PROBLEM DETAILS: Retype every one of the following lines without changing anything, and leave the pictures out of your answer.

AVAILABLE RECORDS:
* Start *

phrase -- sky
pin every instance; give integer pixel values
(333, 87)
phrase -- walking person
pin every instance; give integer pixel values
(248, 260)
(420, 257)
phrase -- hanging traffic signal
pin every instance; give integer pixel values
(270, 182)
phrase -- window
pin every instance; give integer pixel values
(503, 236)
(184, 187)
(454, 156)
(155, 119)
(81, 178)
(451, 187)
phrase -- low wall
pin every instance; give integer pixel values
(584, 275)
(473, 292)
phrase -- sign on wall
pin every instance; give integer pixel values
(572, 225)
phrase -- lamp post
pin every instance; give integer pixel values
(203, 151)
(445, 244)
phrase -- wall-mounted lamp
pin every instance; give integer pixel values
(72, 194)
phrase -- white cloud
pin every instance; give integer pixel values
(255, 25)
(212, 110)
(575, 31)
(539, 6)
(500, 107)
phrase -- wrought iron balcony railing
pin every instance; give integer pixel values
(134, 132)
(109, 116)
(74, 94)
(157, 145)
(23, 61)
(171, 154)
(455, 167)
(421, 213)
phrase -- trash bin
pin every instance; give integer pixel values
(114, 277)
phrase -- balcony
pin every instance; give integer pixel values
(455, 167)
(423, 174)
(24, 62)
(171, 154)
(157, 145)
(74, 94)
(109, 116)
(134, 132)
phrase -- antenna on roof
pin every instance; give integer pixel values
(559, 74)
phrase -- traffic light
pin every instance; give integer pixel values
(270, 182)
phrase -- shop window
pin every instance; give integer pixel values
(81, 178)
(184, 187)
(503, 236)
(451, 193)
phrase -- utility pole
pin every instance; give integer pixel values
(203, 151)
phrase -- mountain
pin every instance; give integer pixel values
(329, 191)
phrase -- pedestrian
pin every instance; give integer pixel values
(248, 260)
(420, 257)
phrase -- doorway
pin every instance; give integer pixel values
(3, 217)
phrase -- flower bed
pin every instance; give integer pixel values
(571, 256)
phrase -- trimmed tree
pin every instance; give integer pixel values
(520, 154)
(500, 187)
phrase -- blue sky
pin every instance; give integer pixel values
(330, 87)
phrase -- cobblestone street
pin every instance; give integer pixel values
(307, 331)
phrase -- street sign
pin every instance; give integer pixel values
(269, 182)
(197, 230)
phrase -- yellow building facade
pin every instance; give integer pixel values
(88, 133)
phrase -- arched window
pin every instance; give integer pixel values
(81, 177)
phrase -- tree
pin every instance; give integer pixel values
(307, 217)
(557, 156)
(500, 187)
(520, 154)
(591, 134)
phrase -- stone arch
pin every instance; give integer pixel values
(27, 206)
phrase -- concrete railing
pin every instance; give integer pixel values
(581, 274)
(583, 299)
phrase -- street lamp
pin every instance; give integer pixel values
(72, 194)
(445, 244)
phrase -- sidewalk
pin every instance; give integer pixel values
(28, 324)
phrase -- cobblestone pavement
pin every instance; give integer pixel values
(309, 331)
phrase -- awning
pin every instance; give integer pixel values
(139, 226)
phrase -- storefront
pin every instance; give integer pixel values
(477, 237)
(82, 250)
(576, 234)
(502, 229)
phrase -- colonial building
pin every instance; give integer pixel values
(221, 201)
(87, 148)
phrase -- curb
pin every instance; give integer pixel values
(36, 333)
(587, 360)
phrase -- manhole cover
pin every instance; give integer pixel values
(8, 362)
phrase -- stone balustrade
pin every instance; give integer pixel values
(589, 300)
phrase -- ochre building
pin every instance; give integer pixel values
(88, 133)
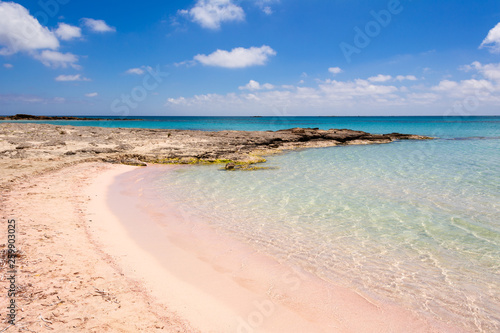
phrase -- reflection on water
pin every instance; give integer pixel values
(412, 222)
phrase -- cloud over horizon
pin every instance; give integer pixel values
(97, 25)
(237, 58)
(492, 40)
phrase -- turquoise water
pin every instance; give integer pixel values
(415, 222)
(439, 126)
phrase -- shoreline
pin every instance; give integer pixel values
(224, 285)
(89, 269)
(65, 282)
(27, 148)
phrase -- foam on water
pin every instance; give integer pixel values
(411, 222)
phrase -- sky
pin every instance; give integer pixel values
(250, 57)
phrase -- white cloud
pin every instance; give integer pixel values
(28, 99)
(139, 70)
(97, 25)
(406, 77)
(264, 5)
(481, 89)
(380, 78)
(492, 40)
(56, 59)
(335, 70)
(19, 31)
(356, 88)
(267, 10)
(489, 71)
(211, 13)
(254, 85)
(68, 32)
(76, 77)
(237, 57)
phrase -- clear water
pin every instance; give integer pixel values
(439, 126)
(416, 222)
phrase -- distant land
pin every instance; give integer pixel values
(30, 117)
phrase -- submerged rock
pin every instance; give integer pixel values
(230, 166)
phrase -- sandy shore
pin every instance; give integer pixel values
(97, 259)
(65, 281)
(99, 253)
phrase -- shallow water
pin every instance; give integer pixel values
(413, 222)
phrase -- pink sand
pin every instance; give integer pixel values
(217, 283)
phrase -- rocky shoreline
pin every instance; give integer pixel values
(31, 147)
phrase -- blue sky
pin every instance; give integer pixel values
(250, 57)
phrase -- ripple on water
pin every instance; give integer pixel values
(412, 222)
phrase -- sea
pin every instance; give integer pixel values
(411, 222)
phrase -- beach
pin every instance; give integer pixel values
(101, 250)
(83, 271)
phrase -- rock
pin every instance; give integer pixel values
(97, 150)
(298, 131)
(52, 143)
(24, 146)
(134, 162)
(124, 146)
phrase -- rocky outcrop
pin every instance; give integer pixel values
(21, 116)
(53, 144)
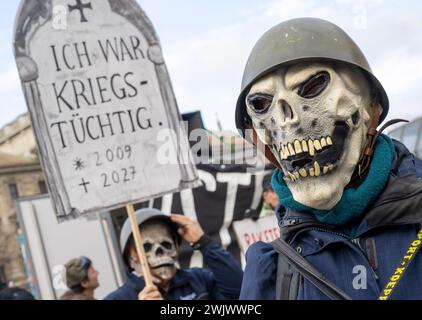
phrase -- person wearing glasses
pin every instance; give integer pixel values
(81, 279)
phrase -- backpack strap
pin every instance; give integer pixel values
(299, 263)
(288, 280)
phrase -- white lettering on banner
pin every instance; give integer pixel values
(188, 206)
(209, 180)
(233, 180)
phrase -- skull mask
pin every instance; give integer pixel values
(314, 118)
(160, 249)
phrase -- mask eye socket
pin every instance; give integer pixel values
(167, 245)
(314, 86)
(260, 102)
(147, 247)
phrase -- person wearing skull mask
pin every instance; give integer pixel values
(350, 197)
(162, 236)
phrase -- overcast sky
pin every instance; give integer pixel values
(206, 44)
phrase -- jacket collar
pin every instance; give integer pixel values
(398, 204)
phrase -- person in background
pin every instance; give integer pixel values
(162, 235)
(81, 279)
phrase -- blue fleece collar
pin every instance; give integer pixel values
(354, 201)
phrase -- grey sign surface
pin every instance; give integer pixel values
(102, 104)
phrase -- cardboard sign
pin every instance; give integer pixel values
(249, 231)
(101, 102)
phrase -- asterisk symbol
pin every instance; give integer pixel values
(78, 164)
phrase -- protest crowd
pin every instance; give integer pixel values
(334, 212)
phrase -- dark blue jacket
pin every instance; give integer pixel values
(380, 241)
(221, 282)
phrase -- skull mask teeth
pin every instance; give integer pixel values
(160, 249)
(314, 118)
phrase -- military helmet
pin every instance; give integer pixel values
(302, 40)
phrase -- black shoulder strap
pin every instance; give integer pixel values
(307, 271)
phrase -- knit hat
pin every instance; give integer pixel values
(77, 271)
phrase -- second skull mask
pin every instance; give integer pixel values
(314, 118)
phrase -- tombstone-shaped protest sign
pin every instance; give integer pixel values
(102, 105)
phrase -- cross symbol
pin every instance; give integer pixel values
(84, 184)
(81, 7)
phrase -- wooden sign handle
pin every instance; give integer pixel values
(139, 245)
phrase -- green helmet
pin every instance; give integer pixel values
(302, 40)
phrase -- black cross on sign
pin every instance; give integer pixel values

* End *

FINISHED TASK:
phrase -- sky
pin every instance; give integer pixel values
(333, 87)
phrase -- walking person
pin every instance; give integer pixel values
(248, 260)
(420, 257)
phrase -- hanging traffic signal
pin every instance; give integer pixel values
(270, 182)
phrase -- window
pin every instance; give integer pixel values
(503, 236)
(184, 187)
(454, 156)
(155, 119)
(81, 178)
(451, 187)
phrase -- low wall
pin every instance; give integer pixel values
(584, 275)
(473, 292)
phrase -- sign on wall
pin every instance; give integer pixel values
(572, 225)
phrase -- lamp post
pin every instance; give integer pixel values
(203, 151)
(445, 244)
phrase -- wall-mounted lamp
pin every instance; give integer pixel values
(72, 194)
phrase -- white cloud
pin every instance; give integer pixel values
(255, 25)
(212, 110)
(575, 31)
(539, 6)
(500, 107)
phrase -- wrought iron balcony railing
pin every instance; give integer pixel values
(134, 132)
(109, 116)
(74, 94)
(157, 145)
(23, 61)
(171, 154)
(455, 167)
(421, 213)
phrase -- trash bin
pin every instance; give integer pixel values
(114, 277)
phrase -- balcony
pin every instance; give integer pixel values
(455, 167)
(423, 174)
(24, 62)
(171, 154)
(157, 145)
(74, 94)
(109, 116)
(134, 132)
phrase -- antenna on roof
pin every instance; give integer pixel values
(559, 74)
phrase -- traffic light
pin every instance; give integer pixel values
(270, 182)
phrase -- shop window
pin every instance; give integer pixel values
(81, 178)
(184, 187)
(503, 236)
(451, 193)
phrase -- utility pole
pin every instance; give integer pixel values
(203, 151)
phrase -- mountain
pin every instance; give integer pixel values
(329, 191)
phrase -- pedestrian
pin every instance; give integer pixel values
(248, 260)
(420, 257)
phrase -- doorway
pin every instance; give integer pixel values
(3, 217)
phrase -- flower bed
pin every instance; give integer pixel values
(571, 256)
phrase -- trimmed tree
pin every instance; give integer pixel values
(520, 154)
(500, 187)
phrase -- blue sky
pin every instance; give integer pixel values
(330, 87)
phrase -- cobblestone street
pin every instance; give integer pixel values
(307, 331)
phrase -- street sign
pin every instance; give integer pixel values
(269, 182)
(197, 230)
phrase -- yellow building facade
pin every instance; give integer pixel values
(88, 133)
phrase -- arched window
pin every instance; give integer pixel values
(81, 177)
phrase -- tree
pin every instance; give integer pixel values
(307, 217)
(557, 156)
(500, 187)
(520, 154)
(591, 134)
phrase -- stone arch
pin every instance; give integer pixel values
(27, 206)
phrase -- concrete railing
pin every instance; give integer pixel values
(581, 274)
(583, 299)
phrase -- street lamp
pin every instance; give integer pixel values
(72, 194)
(445, 244)
phrase -- sidewalk
pin every instance; give integer pixel values
(28, 324)
phrase -- cobblestone pavement
pin every instance; give integer pixel values
(309, 331)
phrase -- awning
pin every instance; give integer pixel values
(139, 226)
phrase -- storefront
pin every instance; give integer pixel values
(477, 237)
(82, 250)
(576, 234)
(502, 229)
phrase -- colonial building
pin every instance; give integer pixel values
(221, 201)
(87, 148)
phrase -- curb
pin every instance; give integer pixel values
(36, 333)
(587, 360)
phrase -- manhole cover
pin every instance; give integer pixel values
(8, 362)
phrase -- stone balustrade
pin every instance; give integer pixel values
(589, 300)
phrase -- ochre building
pin every instance; give integer pixel values
(88, 133)
phrase -- reflection on water
pin every instance; give integer pixel values
(412, 222)
phrase -- cloud over horizon
pin every instance; give integer pixel values
(97, 25)
(237, 58)
(492, 40)
phrase -- turquoise water
pin every instance; give integer pixel values
(415, 222)
(439, 126)
phrase -- shoreline
pin every instance; give integer pixel values
(224, 285)
(89, 269)
(65, 282)
(27, 148)
phrase -- foam on water
pin every instance; give integer pixel values
(411, 222)
phrase -- sky
pin every instance; give integer pixel values
(250, 57)
phrase -- white cloud
pin every instance; give integer pixel values
(28, 99)
(139, 70)
(97, 25)
(406, 77)
(264, 5)
(481, 89)
(380, 78)
(492, 40)
(56, 59)
(335, 70)
(19, 31)
(356, 88)
(267, 10)
(489, 71)
(211, 13)
(254, 85)
(68, 32)
(76, 77)
(237, 57)
phrase -- clear water
pin every instance; give integer pixel values
(439, 126)
(416, 222)
phrase -- distant land
pin every instance; give integer pixel values
(30, 117)
phrase -- submerged rock
pin every instance; give integer pixel values
(230, 166)
phrase -- sandy shore
pin every instance; give integer pixel values
(97, 259)
(65, 281)
(99, 253)
phrase -- shallow water
pin every instance; give integer pixel values
(413, 222)
phrase -- pink sand
pin every instance; give integer pixel values
(217, 283)
phrase -- rocky shoreline
pin every instance; give integer pixel values
(31, 147)
phrase -- blue sky
pin every instance; give integer pixel values
(250, 57)
phrase -- ripple on water
pin every instance; give integer pixel values
(412, 222)
phrase -- sea
pin every instance; give integer pixel values
(411, 222)
phrase -- beach
pin every instance; give integer pixel values
(101, 250)
(83, 271)
phrase -- rock
pin every instance; give integer pixel values
(97, 150)
(298, 131)
(52, 143)
(24, 146)
(134, 162)
(124, 146)
phrase -- rocky outcrop
pin every instance; give integer pixel values
(21, 116)
(53, 144)
phrase -- person wearing glasses
pin every instance; give integer pixel values
(81, 279)
phrase -- backpack strap
pin every instance; give integer pixel values
(299, 263)
(288, 280)
phrase -- white lettering on banner
pin every instance; give integer pixel values
(188, 206)
(209, 180)
(233, 180)
phrase -- skull mask
pin every instance; give integer pixel values
(314, 118)
(160, 249)
phrase -- mask eye socket
pin every instance; give integer pixel values
(167, 245)
(314, 86)
(260, 102)
(147, 247)
phrase -- person wearing skull mask
pin every instance; give integer pixel values
(350, 197)
(162, 236)
phrase -- overcast sky
pin every instance; give integer pixel values
(206, 44)
phrase -- jacket collar
pin every instance; give integer pixel values
(398, 204)
phrase -- person in background
pin every instance; give integer pixel values
(162, 235)
(81, 279)
phrase -- blue fleece collar
pin every instance; give integer pixel values
(354, 201)
phrase -- grey sign surface
pin every instance; give integer pixel values
(102, 104)
phrase -- cardboard sign
pin every instance; give integer pixel values
(249, 231)
(101, 102)
phrase -- asterisk symbol
pin every instance; give integer pixel values
(78, 164)
phrase -- protest crowd
pin every instance; give integer pixel values
(334, 212)
phrase -- dark blue jacket
pin every instance; give integer pixel values
(380, 241)
(221, 282)
phrase -- skull mask teeth
pin every instance; give integer pixel values
(160, 249)
(314, 118)
phrase -- military helmet
pin every instance; give integer pixel values
(302, 40)
phrase -- black shoulder strap
pin every instance; give integer pixel values
(307, 271)
phrase -- knit hat
pin every instance; give integer pixel values
(77, 271)
phrase -- second skull mask
pin every instance; give integer pixel values
(314, 118)
phrase -- tombstone-shaped protest sign
pin every instance; give integer pixel values
(102, 105)
phrase -- cross symbol
pin every instance; give integer pixel values
(84, 184)
(81, 7)
phrase -- wooden sign handle
pin every instance; give integer pixel values
(139, 245)
phrase -- green helmet
pin every instance; give integer pixel values
(302, 40)
phrase -- black cross on sign
pin every instance; give integer pixel values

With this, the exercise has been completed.